- [Requirement]: Because the images are not wanted, restate every line below word for word without them.

- Opening Delimiter -

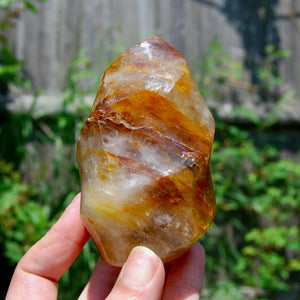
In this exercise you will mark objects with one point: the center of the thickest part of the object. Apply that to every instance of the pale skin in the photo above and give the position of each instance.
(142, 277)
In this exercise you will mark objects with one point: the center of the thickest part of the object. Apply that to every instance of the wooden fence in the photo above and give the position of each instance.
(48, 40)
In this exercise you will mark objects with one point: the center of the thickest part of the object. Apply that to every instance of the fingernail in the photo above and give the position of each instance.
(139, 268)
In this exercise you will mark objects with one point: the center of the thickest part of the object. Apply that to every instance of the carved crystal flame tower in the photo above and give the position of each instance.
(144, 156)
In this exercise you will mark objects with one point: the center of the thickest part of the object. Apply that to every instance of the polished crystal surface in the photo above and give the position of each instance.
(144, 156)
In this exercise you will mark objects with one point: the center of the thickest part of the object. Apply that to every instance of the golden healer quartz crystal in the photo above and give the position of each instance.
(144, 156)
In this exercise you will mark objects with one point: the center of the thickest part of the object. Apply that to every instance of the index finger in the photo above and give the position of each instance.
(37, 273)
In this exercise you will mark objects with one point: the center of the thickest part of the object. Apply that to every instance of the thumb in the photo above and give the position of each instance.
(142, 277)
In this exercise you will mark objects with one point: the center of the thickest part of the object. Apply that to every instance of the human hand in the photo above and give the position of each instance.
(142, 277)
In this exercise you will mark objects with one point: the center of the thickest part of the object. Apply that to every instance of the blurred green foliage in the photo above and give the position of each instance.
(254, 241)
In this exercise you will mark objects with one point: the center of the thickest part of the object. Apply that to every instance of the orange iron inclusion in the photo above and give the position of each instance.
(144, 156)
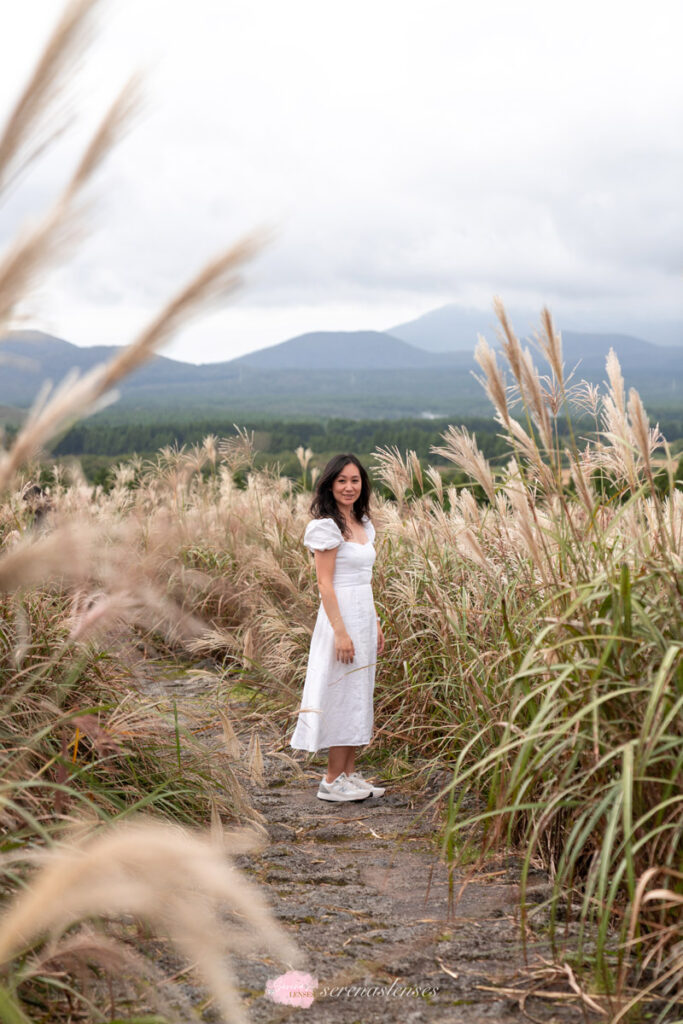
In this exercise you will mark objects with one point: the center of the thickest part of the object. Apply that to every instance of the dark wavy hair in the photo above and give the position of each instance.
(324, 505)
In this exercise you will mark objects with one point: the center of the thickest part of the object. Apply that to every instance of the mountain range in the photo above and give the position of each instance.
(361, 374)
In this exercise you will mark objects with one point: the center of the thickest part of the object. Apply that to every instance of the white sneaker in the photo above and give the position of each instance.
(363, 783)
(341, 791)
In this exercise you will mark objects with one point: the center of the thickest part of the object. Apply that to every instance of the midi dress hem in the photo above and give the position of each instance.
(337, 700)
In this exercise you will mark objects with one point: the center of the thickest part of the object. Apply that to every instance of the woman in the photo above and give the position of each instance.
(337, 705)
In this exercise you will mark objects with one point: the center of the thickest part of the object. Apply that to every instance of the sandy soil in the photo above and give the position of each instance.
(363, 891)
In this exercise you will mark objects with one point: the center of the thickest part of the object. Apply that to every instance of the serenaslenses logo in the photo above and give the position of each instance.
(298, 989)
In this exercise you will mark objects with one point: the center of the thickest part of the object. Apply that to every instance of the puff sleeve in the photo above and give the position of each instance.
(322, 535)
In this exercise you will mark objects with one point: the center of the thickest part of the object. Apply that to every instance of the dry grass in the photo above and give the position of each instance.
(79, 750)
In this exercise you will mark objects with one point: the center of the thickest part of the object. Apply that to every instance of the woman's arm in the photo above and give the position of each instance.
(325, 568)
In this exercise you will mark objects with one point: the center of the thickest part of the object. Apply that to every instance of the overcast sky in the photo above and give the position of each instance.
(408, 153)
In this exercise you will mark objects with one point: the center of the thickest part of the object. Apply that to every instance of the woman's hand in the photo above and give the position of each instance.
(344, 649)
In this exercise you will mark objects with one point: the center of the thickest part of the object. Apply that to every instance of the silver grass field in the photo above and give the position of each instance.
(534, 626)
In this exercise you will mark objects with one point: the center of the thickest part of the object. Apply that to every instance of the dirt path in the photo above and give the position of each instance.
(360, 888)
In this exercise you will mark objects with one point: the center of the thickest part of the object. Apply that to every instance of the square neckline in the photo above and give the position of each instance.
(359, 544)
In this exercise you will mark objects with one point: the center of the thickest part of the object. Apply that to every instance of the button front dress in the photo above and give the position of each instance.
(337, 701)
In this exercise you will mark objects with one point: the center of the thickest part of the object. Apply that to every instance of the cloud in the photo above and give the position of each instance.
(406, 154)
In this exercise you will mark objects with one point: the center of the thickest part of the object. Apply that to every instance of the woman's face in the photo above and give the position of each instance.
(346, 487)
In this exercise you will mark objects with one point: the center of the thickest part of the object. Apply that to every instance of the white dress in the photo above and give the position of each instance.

- Closing Delimiter -

- [Solution]:
In this exercise you will mark objects with one point: the center of the thickest part of the object. Apply that to every instance of the pale skin in the photo above and give the position of each instance.
(142, 277)
In this exercise you will mark objects with one point: the center of the thickest part of the object. Apply that to every instance of the wooden fence in the photo above and give the position of each instance.
(48, 40)
In this exercise you will mark objects with one point: the center of the thickest part of the object. Apply that to every instance of the fingernail in the photo above and give the position of each instance.
(139, 268)
In this exercise you will mark objects with one point: the center of the thickest part of the object. Apply that to every instance of the carved crystal flame tower in the photo above and give the position of each instance.
(144, 156)
In this exercise you will mark objects with one point: the center of the thickest part of the object. Apply that to every instance of the polished crystal surface in the photo above and give the position of each instance.
(144, 156)
In this exercise you will mark objects with one point: the center of the thickest part of the object. Apply that to every instance of the golden healer quartz crystal in the photo above and give the position of each instance.
(144, 156)
In this exercise you will mark objects with one point: the center of the thickest part of the object. Apply that to every instance of the index finger in the photo above and give the position of each instance.
(37, 273)
In this exercise you will mark objects with one point: the center of the thickest part of the object. Apply that to every instance of the thumb in the photo above and give the position of each instance.
(142, 277)
In this exercise you will mark objects with one point: the center of the thickest part of the object. Apply that to every instance of the human hand in the photo above and give the position of each instance.
(142, 277)
In this exercise you will mark objects with one point: the center of the thickest part of the object. Apply that to every instance of the blurred green foliage in the photo above and give the position of each instance.
(254, 241)
In this exercise you will mark objects with one point: the center of the thickest part of the object. Apply that to every instance of the orange iron inclusion in the photo above and give the position of each instance.
(144, 156)
In this exercise you will mark objects with one point: the center of the thickest part of the object. Apply that to every instance of the dark wavy hair in the photo above and give the position of each instance.
(324, 505)
In this exercise you will mark objects with one point: the center of the thickest part of the object. Apply that to every instance of the mountain range in the photo above and give the position of each instance.
(361, 374)
In this exercise you will mark objects with one point: the center of the thickest part of the object. Apply that to every instance of the white sneaker in the photo above and give the position of each instance.
(363, 783)
(341, 791)
In this exercise you will mark objects with one point: the center of the thickest part of the object. Apply that to every instance of the midi dress hem in the photo above and give the position of each instance.
(337, 700)
In this exercise you will mark objects with one point: the center of the thickest part of the object. Apply that to every instance of the woman in the photo above and give the position of each instance.
(337, 705)
In this exercise you will mark objects with one point: the center of the thickest part of the object. Apply that to every instance of the sandy soil in the photo above and give the position of each instance.
(363, 891)
In this exercise you will mark objects with one point: the center of the thickest part of the object. Apply that to every instance of the serenaslenses logo in the photo above and give the position of each instance.
(298, 989)
In this exercise you will mark objects with one point: the center of the thickest part of the object. Apply that to every instance of the puff sleeve in the photo above and give the position of each instance.
(322, 535)
In this exercise you will mark objects with one point: the center of the thickest part of the object. Apply that to every instance of the dry grass in the photo above and give the position of each instance.
(79, 750)
In this exercise you will mark objects with one point: the center of the thickest part of the object. Apply that to every instance of the woman's arm in the photo above and give the position of each instance.
(325, 568)
In this exercise you will mark objects with one point: the center of the thickest part of the object. Apply that to every instance of the overcast sky in the photo above and give the position of each instance.
(408, 153)
In this exercise you will mark objects with one point: the center of the thickest part of the object. Apply that to every instance of the woman's hand in the photo above and give the position of each instance.
(344, 649)
In this exercise you will mark objects with one point: the center of the thickest part of the object. Apply that to every instance of the silver grass field in the photo above and give the position of each instance.
(534, 626)
In this exercise you will mark objects with one point: the center of the thickest part of the object. Apply that to every instance of the dirt path in the photo above and give the position of each instance.
(360, 888)
In this exercise you will mark objects with one point: the center of the thickest part of the object. Apply that to every instance of the square neckline in the photo above and give the position of each instance.
(359, 544)
In this exercise you will mark objects with one point: the center of the thickest part of the object. Apply that to every instance of the button front dress in the photo above and give the position of each instance.
(337, 701)
In this exercise you will mark objects with one point: the center of the thickest part of the object. Apply that to every instance of the cloud in the photo above and give the position of each instance.
(406, 154)
In this exercise you will mark objects with one point: the center of the thickest part of the object. Apply that to every instance of the woman's face in the photo above and give the position of each instance.
(346, 487)
In this exercise you will mark objects with one point: the center of the thickest part of the object. Apply that to every instance of the white dress in the photo above and give the position of each instance.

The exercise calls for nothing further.